> Source text
# K uptake higher than we think?



## Laith (Sep 4, 2004)

I posted this on the APD and thought it could be of interest here too.

I think that K uptake by plants might be higher than we think. I've been dosing it regularly through KNO3 and/or K2SO4 so that at water change I'm adding 20mg/l. And then mid-week adding 4-5mg/l.

I've always wondered what the actual levels and uptake was so I finally broke down and bought a LaMotte K test kit (ok, so I'm a control freak! ). I received it mid-week and I did the first test 3 days after water change and dosing (and before my usual mid-week dosing). The result: 8-10mg/l of K. Which logically means that I was at 0 when I did my water change!

I dosed 10mg/l of K at that point. 2 days later I measured 14-15mg/l of K in the tank. So an uptake of 4-5mg/l in two days.

Given that K is the nutrient that the majority of us never measure (we just dose to a certain level), could it be that more problems than we realize are due to a deficiency in K? and this causes an imbalance or uptake problem of other nutrients? :?


----------



## bharada (Apr 17, 2004)

Both my tanks have pretty large fish loads (in part due to a Guppy population explosion!) and were showing signs of K deficiency--pinholes in older leaves. So now I add double the ppm of whatever I dose in KNO3. So when I dose 5ppm of KNO3 I add 10ppm of K (via K2SO4) just to follow the 2:1 K:N ratio that's been indirectly recommended in the past (i.e., 20ppm K : 10ppm NO3).


----------



## plantbrain (Jan 23, 2004)

You will want to measure NO3 as well.
See if the levels are related.

NO3 can have 3-5ppm per day usage, 2-3ppm of K seems a little high to me. The other issue is that both kits are tough to read making more precise ppm hard ot read. 


Regards, 
Tom Barr


----------



## gregwatson (May 24, 2004)

I tell everyone who asks that I don't personally subscribe to much of the "current thinking" that has leaned towards dosing less and less Potassium ...

I continue to dose twice as much potassium sulfate as I dose potassium nitrate ...

A wise man once told me that "your plants may appear to be fine to you, but how much better might they have been if you had dosed xyz" ...

So while much of current thinking leans towards dosing less potassium - most of current thinking suggests that high potassium levels to not contribute to algae ... thus I continue to dose higher levels of Potassium until a "wise man" like Plantbrain up above gives me a scientific reason not to <grin>!!!!

Greg


----------



## Edward (May 25, 2004)

I have experienced higher NO3 uptake with extra K2SO4.

(Object location annotation data)
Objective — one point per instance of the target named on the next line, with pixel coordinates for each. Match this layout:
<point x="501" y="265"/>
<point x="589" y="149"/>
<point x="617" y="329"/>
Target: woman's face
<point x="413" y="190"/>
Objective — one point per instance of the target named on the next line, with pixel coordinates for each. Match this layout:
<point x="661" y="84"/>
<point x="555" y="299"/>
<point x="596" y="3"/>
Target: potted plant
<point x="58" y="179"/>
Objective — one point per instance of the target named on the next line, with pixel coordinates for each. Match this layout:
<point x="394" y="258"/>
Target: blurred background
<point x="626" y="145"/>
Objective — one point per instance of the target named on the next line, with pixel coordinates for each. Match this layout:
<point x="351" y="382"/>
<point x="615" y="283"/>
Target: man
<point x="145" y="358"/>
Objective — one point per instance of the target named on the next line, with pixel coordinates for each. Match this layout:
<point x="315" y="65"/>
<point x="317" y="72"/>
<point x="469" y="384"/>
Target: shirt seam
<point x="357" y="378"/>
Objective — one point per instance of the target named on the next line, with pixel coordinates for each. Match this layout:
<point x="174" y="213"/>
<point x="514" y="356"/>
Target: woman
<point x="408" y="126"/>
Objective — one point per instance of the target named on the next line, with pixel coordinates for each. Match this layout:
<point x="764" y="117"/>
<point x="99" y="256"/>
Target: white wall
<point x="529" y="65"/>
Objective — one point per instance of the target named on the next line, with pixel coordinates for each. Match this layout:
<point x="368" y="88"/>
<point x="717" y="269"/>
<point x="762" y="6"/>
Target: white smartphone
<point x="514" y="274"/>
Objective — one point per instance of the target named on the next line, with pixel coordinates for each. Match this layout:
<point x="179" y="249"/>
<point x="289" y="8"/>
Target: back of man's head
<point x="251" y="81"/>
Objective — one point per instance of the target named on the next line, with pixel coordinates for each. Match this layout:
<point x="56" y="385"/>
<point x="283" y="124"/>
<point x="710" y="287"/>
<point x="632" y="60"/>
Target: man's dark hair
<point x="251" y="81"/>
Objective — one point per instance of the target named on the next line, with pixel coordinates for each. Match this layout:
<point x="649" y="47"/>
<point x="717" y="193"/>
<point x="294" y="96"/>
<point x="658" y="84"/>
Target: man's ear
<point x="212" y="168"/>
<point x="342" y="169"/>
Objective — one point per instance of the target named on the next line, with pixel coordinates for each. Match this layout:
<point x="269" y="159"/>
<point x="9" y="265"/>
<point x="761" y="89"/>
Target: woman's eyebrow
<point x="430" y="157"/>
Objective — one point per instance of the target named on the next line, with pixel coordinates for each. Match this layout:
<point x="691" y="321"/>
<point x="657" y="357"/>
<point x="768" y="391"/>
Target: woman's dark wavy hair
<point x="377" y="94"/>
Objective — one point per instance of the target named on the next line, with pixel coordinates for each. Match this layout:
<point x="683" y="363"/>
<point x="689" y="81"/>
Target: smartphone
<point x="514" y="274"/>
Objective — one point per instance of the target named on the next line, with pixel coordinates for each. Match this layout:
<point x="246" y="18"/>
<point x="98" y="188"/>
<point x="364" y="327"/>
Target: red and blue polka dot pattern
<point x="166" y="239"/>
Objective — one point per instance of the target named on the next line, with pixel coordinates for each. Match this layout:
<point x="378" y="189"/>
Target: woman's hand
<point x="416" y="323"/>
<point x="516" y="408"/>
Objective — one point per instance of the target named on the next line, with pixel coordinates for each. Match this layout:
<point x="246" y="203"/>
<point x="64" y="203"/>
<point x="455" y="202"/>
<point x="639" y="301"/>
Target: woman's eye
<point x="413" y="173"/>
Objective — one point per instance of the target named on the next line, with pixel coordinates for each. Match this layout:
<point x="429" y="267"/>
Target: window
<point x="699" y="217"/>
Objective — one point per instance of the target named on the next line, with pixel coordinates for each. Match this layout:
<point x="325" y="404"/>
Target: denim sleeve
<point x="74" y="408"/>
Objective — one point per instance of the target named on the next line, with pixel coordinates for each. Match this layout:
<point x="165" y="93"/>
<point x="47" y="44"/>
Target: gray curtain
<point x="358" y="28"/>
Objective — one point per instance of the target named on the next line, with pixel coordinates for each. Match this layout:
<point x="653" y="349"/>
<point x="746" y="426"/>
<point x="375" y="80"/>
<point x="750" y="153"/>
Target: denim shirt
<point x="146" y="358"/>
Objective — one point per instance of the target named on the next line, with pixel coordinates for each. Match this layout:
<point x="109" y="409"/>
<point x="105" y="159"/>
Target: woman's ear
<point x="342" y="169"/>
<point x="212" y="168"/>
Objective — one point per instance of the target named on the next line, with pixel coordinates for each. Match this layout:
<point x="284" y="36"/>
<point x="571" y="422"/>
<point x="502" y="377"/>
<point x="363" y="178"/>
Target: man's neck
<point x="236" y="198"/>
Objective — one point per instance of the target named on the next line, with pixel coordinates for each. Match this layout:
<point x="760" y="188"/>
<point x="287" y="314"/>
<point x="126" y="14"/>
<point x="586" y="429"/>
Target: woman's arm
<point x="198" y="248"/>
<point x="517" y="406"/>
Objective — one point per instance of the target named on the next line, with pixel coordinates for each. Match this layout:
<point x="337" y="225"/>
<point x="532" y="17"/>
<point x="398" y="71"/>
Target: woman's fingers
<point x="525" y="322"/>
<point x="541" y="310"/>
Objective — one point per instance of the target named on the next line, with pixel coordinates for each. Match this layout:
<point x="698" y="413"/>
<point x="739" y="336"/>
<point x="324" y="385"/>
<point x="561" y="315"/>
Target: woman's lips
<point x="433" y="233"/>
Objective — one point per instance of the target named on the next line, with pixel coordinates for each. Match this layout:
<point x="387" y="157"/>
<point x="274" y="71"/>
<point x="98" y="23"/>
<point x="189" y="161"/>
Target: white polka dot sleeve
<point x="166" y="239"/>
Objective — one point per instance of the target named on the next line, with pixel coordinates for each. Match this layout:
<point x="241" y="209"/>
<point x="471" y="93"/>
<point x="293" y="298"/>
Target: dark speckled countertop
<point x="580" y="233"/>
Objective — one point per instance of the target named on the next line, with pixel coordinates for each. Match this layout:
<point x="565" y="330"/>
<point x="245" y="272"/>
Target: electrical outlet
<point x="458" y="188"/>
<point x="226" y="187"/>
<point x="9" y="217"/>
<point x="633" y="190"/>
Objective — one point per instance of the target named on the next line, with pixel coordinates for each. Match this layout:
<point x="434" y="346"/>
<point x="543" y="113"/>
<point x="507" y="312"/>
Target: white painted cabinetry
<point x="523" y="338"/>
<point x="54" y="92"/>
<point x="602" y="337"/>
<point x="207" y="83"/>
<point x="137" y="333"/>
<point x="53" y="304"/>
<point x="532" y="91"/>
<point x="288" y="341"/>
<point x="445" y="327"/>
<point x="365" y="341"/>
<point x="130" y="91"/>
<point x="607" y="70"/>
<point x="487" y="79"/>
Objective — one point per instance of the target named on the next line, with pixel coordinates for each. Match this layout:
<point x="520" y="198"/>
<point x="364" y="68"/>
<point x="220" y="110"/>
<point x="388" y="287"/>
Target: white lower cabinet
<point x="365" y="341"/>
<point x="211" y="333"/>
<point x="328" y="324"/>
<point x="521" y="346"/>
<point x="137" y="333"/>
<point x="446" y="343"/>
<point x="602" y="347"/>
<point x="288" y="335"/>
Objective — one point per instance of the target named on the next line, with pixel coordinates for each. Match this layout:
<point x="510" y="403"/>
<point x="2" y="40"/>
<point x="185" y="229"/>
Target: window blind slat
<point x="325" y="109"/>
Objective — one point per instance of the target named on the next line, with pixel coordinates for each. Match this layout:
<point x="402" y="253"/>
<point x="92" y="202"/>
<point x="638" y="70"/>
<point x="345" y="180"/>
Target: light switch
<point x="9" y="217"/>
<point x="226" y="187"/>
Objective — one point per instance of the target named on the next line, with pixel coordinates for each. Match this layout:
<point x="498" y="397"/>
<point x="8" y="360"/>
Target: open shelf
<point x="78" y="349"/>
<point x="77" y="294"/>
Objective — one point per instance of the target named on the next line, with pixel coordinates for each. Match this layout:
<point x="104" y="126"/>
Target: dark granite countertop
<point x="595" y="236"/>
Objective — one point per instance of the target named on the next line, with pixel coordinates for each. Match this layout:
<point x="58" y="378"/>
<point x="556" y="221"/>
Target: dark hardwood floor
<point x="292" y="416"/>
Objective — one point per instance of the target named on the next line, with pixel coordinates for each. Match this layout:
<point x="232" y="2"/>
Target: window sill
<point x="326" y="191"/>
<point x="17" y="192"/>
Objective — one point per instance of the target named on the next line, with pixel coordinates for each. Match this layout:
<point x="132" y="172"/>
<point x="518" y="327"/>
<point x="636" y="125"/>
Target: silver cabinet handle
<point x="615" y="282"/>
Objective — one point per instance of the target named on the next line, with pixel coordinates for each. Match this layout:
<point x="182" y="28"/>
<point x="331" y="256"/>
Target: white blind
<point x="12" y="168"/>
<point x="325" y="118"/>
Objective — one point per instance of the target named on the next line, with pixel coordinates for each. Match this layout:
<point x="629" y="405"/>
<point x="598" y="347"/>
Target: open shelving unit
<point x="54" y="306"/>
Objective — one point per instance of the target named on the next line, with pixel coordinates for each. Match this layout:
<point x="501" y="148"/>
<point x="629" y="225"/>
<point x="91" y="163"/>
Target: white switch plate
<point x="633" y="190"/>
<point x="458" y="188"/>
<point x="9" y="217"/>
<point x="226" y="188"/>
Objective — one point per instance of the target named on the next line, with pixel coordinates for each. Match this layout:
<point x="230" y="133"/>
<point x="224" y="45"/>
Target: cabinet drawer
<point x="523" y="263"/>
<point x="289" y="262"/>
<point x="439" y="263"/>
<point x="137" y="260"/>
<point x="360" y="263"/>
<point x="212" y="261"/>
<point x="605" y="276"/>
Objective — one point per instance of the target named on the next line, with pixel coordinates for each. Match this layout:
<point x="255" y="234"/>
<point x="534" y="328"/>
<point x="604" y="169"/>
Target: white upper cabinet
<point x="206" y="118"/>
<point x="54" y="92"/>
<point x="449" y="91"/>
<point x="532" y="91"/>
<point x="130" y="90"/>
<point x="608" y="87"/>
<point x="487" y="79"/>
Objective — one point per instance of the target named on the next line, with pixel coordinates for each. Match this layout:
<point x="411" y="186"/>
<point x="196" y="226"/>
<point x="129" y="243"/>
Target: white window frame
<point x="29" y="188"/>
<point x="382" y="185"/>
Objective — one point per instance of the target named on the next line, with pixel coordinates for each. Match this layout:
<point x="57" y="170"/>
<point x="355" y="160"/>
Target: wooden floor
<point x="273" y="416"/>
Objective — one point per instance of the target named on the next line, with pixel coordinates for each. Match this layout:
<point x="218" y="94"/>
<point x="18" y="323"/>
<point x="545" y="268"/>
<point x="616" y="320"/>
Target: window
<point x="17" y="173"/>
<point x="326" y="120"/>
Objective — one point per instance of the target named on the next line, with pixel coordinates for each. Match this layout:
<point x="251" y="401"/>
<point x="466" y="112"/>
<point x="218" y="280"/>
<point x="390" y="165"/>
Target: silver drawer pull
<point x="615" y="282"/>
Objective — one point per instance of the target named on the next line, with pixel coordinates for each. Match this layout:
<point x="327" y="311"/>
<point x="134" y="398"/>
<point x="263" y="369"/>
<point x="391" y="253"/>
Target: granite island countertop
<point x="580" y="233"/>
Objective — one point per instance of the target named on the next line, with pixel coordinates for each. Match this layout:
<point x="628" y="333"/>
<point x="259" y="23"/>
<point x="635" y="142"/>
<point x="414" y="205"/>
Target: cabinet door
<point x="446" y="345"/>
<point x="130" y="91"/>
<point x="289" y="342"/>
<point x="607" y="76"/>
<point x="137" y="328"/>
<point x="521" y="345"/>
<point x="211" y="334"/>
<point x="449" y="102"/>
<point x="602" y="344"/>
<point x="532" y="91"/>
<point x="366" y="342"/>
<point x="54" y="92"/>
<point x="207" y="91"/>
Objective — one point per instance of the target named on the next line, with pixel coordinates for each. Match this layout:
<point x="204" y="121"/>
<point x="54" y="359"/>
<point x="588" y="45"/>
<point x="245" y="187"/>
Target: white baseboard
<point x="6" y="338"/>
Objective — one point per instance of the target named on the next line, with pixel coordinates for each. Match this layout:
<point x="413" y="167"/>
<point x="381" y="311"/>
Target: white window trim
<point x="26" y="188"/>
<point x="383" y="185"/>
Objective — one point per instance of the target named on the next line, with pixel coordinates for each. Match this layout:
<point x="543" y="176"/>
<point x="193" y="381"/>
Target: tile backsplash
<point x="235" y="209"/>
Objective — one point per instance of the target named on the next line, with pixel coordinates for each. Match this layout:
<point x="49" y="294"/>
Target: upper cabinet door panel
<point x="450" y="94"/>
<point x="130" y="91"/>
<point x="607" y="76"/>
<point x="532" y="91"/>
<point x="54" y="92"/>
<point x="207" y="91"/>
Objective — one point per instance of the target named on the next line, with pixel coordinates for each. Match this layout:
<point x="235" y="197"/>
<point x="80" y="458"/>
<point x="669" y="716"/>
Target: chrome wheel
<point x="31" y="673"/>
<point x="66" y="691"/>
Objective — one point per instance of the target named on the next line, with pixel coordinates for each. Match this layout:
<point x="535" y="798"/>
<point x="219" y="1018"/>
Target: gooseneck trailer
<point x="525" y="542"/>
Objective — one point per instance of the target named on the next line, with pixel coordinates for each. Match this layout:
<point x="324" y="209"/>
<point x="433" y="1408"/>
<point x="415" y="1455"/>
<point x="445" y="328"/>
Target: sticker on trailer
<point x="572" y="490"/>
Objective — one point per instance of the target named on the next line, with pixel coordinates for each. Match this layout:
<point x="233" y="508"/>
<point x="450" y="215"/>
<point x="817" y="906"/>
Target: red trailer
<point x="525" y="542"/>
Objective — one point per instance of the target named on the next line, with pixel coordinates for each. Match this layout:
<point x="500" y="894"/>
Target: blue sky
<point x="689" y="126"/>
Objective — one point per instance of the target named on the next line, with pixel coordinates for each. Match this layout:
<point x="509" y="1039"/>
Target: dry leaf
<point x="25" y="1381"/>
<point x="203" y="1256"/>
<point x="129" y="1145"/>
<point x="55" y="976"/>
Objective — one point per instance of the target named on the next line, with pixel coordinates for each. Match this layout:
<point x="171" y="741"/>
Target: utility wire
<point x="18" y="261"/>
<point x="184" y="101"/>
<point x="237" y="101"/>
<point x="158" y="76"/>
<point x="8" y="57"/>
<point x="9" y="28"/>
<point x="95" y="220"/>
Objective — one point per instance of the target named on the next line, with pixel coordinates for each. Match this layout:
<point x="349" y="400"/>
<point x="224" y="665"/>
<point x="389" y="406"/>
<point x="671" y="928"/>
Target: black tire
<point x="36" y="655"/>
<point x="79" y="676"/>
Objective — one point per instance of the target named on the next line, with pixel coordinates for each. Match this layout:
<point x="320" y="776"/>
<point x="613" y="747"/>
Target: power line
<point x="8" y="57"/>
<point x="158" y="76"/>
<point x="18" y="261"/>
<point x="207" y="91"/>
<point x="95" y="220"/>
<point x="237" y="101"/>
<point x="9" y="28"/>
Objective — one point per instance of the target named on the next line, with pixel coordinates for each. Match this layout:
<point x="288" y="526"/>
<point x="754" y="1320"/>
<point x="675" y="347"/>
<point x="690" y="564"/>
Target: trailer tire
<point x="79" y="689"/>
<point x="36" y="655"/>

> Tasks to carry out
1 – In the forum thread on potassium uptake, what K level did Laith measure in the tank two days after dosing 10mg/l?
2 – Carry on the forum thread on potassium uptake, picking up after its last post.

> Responses in order
1 – 14-15mg/l of K.

2 –
----------



## JLudwig (Feb 16, 2004)

plantbrain said:


> NO3 can have 3-5ppm per day usage, 2-3ppm of K seems a little high to me.


I have LaMotte NO3 test kit, plenty of CO2 measured with a pinpoint probe and LaMotte alkalinity test, plenty of PO4/K, 7 watts per gallon and I have never ever seen uptake rates much larger to 2ppm NO3 a day. Not that tanks don't run better at 20-30ppm NO3, cheap test kits might have you believe something different tho...

J


----------



## Laith (Sep 4, 2004)

Yes, I don't think I've ever seen uptakes of NO3 in my tank of more that 1, max 2 per day. On the other hand, it's difficult to tell how much the bioload is adding per day too.

Now that I'm dosing higher K than previously, I will see if the NO3 uptake increases. 

I was always puzzled why I was still getting pinholes in some older leaves when I was dosing around 25mg/l of K per week: they were the reason I started dosing K. Can't wait to see if the holes disappear with higher dosing...


----------



## aviel (Sep 12, 2004)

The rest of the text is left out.